_Supplied material_
____________________
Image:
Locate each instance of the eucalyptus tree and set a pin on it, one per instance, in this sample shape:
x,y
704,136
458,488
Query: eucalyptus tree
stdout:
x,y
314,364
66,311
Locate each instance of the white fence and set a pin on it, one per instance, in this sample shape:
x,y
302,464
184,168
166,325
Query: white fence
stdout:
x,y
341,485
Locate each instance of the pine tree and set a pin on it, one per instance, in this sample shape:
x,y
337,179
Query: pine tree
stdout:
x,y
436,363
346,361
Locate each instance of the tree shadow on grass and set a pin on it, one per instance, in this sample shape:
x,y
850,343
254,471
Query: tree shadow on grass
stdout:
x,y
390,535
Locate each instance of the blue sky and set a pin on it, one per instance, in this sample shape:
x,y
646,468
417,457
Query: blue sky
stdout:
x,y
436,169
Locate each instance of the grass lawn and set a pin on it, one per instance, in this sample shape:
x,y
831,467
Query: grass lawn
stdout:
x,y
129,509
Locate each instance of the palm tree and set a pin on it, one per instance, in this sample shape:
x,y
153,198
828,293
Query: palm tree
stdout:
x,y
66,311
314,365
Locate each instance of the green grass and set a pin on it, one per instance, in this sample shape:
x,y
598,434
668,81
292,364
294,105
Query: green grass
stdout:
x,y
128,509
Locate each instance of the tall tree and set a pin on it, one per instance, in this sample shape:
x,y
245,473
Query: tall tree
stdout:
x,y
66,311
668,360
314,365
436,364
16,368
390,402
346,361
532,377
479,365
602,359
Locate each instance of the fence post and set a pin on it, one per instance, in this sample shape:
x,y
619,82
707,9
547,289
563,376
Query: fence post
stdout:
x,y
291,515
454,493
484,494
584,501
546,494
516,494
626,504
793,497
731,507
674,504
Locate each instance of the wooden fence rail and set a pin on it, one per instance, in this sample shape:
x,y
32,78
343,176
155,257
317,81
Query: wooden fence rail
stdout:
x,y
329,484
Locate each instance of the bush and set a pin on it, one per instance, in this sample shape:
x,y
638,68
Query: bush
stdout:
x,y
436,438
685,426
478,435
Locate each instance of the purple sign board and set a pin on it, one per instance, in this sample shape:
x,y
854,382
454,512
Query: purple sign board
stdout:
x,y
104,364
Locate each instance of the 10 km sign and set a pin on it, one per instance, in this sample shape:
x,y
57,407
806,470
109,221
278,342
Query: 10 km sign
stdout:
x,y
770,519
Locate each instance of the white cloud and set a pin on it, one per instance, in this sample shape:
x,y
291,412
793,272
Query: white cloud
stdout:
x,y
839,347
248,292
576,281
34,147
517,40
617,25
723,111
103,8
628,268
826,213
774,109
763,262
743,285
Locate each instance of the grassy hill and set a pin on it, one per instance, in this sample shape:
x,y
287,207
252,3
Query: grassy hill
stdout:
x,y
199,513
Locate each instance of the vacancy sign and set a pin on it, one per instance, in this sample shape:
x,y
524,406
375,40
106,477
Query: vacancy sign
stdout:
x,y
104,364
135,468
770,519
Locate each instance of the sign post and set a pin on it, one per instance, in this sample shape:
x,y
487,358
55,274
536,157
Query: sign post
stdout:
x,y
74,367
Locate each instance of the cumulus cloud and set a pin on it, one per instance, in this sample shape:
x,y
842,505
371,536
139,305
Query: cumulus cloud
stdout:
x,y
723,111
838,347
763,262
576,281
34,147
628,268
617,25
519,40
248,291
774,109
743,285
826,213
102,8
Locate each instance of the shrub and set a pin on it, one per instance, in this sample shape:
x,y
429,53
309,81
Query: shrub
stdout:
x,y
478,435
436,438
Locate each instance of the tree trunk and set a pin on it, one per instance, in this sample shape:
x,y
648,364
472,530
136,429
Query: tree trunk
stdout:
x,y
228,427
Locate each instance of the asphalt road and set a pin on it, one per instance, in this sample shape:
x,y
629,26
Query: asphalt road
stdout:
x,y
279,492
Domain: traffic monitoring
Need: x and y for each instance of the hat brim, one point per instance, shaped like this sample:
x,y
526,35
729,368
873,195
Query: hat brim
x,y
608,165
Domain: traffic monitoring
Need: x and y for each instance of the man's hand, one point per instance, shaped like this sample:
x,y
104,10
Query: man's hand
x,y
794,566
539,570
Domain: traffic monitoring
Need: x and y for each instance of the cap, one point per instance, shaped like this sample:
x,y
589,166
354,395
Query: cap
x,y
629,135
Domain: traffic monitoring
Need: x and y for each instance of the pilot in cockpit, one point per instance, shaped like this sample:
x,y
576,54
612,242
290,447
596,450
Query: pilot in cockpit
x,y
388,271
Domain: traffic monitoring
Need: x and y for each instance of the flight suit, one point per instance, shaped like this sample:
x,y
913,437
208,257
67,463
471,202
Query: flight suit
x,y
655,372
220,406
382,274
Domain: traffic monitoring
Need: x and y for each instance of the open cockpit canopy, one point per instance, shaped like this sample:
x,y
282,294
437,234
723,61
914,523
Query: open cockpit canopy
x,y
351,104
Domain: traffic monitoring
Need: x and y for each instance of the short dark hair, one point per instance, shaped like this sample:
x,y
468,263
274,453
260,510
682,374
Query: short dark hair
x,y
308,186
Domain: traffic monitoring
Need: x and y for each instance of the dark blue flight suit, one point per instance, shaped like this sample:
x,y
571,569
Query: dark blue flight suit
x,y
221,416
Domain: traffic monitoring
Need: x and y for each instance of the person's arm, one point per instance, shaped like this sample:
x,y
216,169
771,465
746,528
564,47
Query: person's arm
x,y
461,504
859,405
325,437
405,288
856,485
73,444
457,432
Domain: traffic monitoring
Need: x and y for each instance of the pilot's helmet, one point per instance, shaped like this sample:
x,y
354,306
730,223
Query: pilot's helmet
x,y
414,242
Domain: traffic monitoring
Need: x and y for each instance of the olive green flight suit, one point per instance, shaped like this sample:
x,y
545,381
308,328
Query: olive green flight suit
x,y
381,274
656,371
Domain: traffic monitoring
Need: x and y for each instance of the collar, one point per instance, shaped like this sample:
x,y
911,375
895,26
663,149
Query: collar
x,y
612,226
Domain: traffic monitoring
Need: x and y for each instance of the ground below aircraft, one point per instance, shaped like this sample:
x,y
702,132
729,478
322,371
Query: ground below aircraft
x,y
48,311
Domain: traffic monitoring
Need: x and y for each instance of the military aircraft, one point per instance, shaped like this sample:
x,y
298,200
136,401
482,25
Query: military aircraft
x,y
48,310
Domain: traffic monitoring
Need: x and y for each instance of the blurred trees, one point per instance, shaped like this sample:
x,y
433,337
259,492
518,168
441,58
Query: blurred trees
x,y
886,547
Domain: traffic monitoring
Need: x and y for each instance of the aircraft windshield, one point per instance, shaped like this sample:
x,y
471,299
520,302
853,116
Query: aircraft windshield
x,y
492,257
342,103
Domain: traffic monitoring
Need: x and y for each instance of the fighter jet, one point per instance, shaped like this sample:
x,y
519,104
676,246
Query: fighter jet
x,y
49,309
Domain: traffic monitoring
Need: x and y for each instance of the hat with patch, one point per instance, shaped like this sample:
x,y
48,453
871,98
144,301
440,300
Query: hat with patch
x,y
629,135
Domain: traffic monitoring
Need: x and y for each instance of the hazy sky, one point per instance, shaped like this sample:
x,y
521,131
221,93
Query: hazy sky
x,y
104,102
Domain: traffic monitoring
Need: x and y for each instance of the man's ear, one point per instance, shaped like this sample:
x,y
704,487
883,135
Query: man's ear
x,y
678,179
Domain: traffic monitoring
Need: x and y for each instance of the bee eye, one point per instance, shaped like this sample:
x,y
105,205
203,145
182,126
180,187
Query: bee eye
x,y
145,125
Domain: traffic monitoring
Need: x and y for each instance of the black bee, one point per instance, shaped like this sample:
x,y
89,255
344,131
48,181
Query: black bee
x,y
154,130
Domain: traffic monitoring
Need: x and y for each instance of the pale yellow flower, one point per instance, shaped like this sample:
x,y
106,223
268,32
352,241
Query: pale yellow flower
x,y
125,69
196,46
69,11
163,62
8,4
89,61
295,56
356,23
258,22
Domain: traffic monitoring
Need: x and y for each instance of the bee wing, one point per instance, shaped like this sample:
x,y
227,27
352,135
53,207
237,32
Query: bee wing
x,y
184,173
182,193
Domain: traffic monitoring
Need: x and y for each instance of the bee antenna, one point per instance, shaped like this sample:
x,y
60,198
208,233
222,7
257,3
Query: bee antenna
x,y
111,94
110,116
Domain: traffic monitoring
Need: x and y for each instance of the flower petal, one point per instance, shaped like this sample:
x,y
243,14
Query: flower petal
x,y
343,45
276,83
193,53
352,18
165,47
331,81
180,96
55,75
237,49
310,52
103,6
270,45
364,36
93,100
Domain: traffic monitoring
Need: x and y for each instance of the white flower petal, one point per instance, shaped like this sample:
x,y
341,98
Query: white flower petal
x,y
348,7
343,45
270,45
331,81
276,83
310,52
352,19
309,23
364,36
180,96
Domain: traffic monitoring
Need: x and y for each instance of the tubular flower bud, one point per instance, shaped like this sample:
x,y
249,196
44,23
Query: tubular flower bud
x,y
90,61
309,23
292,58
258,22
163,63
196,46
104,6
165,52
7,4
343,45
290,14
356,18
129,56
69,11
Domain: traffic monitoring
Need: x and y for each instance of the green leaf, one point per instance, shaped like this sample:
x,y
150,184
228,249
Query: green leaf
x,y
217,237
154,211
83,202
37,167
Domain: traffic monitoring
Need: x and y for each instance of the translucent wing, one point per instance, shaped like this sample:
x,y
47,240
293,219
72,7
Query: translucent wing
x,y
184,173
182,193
____________________
_Your objective_
List every line in the records above that contains the string "road", copying each line in full.

_Output for this exercise_
Locate each instance of the asphalt road and set a pin on it, one per instance, in this sample shape:
Query: asphalt road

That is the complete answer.